_Exercise task_. Locate each line below that contains the word "yellow" and copy those lines.

_Saved data entries_.
◇ ◇ ◇ ◇ ◇ ◇ ◇

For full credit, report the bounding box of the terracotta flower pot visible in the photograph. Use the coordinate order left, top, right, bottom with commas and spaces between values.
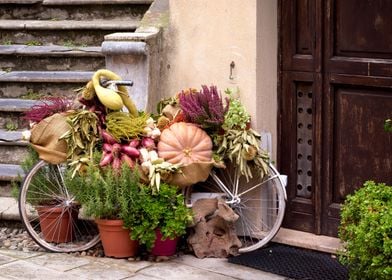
37, 206, 79, 243
96, 219, 139, 258
151, 229, 178, 256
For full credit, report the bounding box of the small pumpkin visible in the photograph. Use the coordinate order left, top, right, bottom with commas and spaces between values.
158, 122, 212, 164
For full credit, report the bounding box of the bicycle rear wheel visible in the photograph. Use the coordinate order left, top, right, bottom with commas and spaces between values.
19, 160, 100, 253
186, 161, 286, 253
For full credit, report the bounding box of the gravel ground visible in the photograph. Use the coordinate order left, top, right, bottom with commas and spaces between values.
0, 222, 104, 257
0, 221, 184, 262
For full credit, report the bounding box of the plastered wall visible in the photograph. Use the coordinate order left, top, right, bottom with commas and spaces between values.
161, 0, 277, 157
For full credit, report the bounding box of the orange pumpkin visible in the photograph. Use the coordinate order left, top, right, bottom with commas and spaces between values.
158, 122, 212, 164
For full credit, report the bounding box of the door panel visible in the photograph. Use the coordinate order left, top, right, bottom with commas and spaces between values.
280, 72, 321, 232
278, 0, 392, 236
325, 0, 392, 77
322, 78, 392, 236
281, 0, 321, 71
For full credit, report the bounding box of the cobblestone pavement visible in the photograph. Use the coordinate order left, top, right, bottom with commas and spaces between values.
0, 221, 285, 280
0, 249, 285, 280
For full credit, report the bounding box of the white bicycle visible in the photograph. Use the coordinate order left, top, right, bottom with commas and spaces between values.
185, 160, 286, 253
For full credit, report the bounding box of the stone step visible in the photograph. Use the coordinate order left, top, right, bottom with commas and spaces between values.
0, 19, 139, 46
0, 98, 37, 129
0, 0, 153, 21
42, 0, 154, 6
0, 45, 105, 71
0, 71, 94, 98
0, 1, 150, 21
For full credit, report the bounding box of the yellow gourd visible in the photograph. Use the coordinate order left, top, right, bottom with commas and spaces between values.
92, 69, 138, 117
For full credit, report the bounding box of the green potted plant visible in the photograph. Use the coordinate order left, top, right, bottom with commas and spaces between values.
65, 164, 139, 258
339, 181, 392, 280
124, 183, 192, 256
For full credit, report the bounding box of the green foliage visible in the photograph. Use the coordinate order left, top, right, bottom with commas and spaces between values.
124, 183, 192, 249
384, 119, 392, 132
26, 40, 43, 47
65, 164, 139, 219
4, 119, 19, 131
106, 112, 150, 141
222, 89, 250, 130
339, 181, 392, 280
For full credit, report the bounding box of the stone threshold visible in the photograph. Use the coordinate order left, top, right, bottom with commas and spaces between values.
272, 228, 342, 254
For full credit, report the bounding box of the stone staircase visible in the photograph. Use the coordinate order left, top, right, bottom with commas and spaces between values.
0, 0, 153, 198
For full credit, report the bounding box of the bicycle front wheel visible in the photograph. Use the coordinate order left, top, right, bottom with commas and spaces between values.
186, 163, 286, 253
19, 160, 100, 253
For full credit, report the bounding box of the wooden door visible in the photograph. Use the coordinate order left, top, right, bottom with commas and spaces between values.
278, 0, 392, 236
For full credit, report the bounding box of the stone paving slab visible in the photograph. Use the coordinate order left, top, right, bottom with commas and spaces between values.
0, 250, 286, 280
0, 260, 80, 279
173, 255, 284, 280
134, 262, 237, 280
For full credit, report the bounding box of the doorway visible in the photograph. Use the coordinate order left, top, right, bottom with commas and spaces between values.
278, 0, 392, 236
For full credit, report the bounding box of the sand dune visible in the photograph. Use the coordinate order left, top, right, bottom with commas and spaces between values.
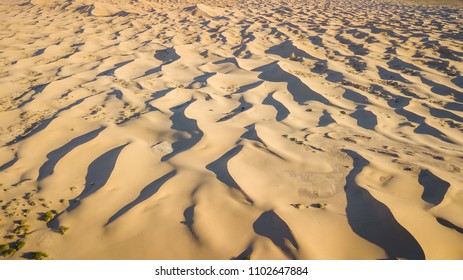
0, 0, 463, 259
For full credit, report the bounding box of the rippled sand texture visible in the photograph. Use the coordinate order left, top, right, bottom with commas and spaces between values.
0, 0, 463, 259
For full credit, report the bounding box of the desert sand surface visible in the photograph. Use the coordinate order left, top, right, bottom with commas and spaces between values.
0, 0, 463, 259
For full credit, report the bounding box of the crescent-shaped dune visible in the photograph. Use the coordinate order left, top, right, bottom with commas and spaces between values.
0, 0, 463, 259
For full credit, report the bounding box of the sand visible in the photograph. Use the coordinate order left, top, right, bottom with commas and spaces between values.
0, 0, 463, 259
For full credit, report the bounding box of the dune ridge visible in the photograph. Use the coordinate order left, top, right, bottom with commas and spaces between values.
0, 0, 463, 259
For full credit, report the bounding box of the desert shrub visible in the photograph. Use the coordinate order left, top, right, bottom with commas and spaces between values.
42, 211, 55, 222
29, 251, 48, 260
58, 226, 69, 234
14, 239, 26, 250
0, 244, 10, 254
2, 248, 16, 258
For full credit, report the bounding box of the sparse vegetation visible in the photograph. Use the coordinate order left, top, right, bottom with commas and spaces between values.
14, 239, 26, 251
2, 248, 16, 258
0, 244, 10, 254
42, 211, 55, 223
58, 226, 69, 234
28, 251, 48, 260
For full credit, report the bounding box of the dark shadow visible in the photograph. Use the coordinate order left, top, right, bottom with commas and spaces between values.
376, 66, 410, 84
217, 96, 252, 122
387, 57, 422, 71
342, 150, 425, 260
161, 99, 204, 161
0, 153, 19, 171
96, 59, 134, 77
317, 110, 336, 127
349, 105, 378, 130
186, 72, 217, 89
444, 102, 463, 112
143, 66, 162, 76
37, 127, 105, 181
252, 62, 332, 105
66, 144, 128, 212
105, 170, 177, 226
342, 89, 371, 105
154, 48, 180, 65
180, 205, 199, 241
265, 40, 318, 60
231, 245, 252, 260
262, 92, 290, 122
418, 169, 450, 205
206, 145, 254, 204
13, 83, 50, 108
420, 76, 463, 102
253, 210, 299, 260
422, 104, 463, 123
436, 218, 463, 234
393, 98, 453, 144
32, 48, 47, 56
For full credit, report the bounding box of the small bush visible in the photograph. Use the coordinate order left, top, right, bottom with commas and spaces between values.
58, 226, 69, 234
42, 211, 55, 223
2, 248, 16, 258
30, 251, 48, 260
0, 244, 10, 254
14, 240, 26, 250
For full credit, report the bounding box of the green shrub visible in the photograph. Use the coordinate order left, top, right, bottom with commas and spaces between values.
58, 226, 69, 234
0, 244, 10, 254
14, 239, 26, 250
30, 251, 48, 260
2, 248, 16, 258
42, 211, 55, 223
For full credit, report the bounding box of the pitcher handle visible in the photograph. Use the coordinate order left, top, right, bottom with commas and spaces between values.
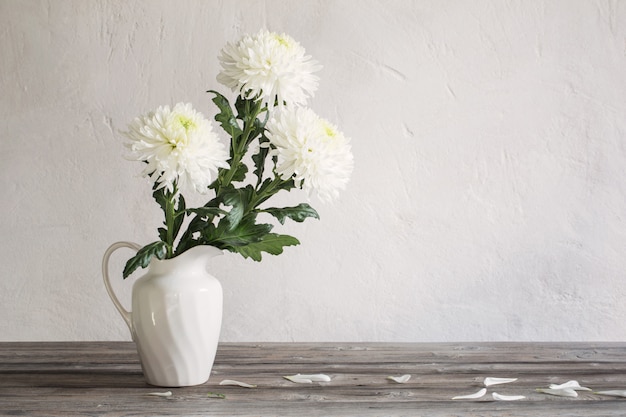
102, 242, 141, 335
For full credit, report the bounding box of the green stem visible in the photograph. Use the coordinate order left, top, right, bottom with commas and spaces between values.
165, 187, 176, 255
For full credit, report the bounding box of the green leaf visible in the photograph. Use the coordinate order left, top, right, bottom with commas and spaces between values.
229, 233, 300, 262
187, 207, 227, 221
208, 215, 273, 250
223, 162, 248, 182
262, 203, 320, 224
223, 185, 254, 229
207, 90, 243, 140
123, 240, 167, 278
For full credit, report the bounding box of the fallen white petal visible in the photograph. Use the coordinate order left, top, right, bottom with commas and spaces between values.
550, 381, 591, 391
485, 377, 517, 387
387, 374, 411, 384
491, 392, 526, 401
537, 388, 578, 397
147, 391, 172, 397
452, 388, 487, 400
594, 390, 626, 397
220, 379, 256, 388
283, 374, 330, 384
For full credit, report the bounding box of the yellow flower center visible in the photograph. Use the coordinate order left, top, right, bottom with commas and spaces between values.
178, 116, 196, 132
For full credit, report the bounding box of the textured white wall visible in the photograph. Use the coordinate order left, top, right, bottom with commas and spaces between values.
0, 0, 626, 341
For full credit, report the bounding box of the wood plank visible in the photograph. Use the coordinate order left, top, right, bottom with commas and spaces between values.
0, 342, 626, 417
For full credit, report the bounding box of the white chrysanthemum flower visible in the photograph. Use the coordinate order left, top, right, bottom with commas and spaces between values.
217, 30, 322, 106
266, 107, 354, 201
125, 103, 228, 193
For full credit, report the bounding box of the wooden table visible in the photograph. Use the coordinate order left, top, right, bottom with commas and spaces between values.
0, 342, 626, 417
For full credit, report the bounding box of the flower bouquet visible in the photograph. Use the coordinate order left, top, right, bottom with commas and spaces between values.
118, 30, 353, 278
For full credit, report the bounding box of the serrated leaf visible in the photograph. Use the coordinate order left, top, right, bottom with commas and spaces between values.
225, 163, 248, 182
187, 207, 227, 219
229, 233, 300, 262
202, 215, 273, 250
262, 203, 320, 224
223, 185, 254, 229
123, 240, 167, 278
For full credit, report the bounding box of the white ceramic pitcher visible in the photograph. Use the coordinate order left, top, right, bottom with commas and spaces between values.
102, 242, 222, 387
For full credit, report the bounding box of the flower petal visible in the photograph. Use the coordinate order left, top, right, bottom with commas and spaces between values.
283, 374, 330, 384
452, 388, 487, 400
146, 391, 172, 397
220, 379, 256, 388
485, 377, 517, 387
550, 381, 591, 391
387, 374, 411, 384
537, 388, 578, 397
491, 392, 526, 401
593, 390, 626, 397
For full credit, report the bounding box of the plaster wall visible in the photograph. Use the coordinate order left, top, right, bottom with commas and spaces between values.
0, 0, 626, 342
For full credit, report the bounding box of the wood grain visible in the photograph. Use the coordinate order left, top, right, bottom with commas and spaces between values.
0, 342, 626, 417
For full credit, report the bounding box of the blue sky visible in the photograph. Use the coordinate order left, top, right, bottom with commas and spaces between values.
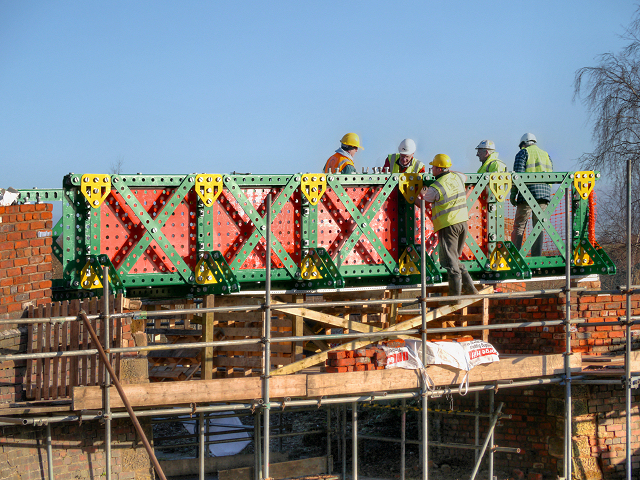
0, 0, 637, 188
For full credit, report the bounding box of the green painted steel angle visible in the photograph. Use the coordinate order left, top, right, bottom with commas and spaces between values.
79, 254, 126, 297
294, 247, 345, 290
571, 237, 616, 275
51, 217, 64, 263
18, 188, 64, 203
114, 175, 194, 283
196, 250, 240, 295
224, 175, 300, 279
513, 173, 571, 263
328, 176, 398, 274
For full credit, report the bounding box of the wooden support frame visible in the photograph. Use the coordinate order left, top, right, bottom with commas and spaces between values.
73, 353, 584, 411
271, 287, 493, 375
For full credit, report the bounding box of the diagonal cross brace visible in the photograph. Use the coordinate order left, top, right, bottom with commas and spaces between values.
224, 175, 300, 278
114, 175, 193, 283
513, 173, 572, 261
328, 175, 398, 274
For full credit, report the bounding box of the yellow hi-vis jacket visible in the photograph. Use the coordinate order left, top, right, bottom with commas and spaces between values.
478, 152, 507, 173
525, 144, 553, 173
431, 172, 469, 232
324, 152, 356, 173
387, 153, 425, 173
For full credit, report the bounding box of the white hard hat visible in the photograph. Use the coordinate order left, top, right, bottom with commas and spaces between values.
520, 133, 538, 143
476, 140, 496, 150
398, 138, 416, 155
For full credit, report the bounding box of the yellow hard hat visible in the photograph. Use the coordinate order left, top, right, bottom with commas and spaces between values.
429, 153, 451, 168
340, 133, 364, 150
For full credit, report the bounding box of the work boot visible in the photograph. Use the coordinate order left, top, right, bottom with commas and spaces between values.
462, 270, 478, 295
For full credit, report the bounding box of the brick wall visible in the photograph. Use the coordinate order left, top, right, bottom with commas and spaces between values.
432, 294, 640, 480
489, 295, 640, 355
0, 203, 53, 322
0, 418, 155, 480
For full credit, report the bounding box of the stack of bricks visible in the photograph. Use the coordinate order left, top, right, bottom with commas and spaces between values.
0, 203, 53, 320
325, 347, 387, 373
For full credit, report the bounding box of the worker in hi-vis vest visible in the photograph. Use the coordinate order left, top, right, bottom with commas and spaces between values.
476, 140, 507, 173
382, 138, 427, 173
418, 153, 478, 304
510, 133, 553, 257
324, 133, 364, 173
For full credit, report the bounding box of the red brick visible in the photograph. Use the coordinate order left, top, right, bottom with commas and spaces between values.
327, 350, 347, 360
329, 358, 356, 367
356, 348, 375, 357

◇ ◇ ◇ ◇ ◇ ◇ ◇

_Finished answer_.
For full credit, report the bounding box of the yellow gourd visible in the photograph. Use the coordinate order left, top, right, bottom with commas and spaces between values.
For full credit, report the bounding box of the yellow flower center visible in the photograph. Use the coordinate order left, top, right, bottom with commas and spaces between values.
For full credit, report the bounding box of the yellow hi-vis jacket visible in the photograph. Use the coordinate order left, top, right, bottom with commas and spaces between values.
For full credit, report the bounding box of the yellow hard hat visible in the photograph. Use the coordinate order left, top, right, bottom with commas and spaces between values.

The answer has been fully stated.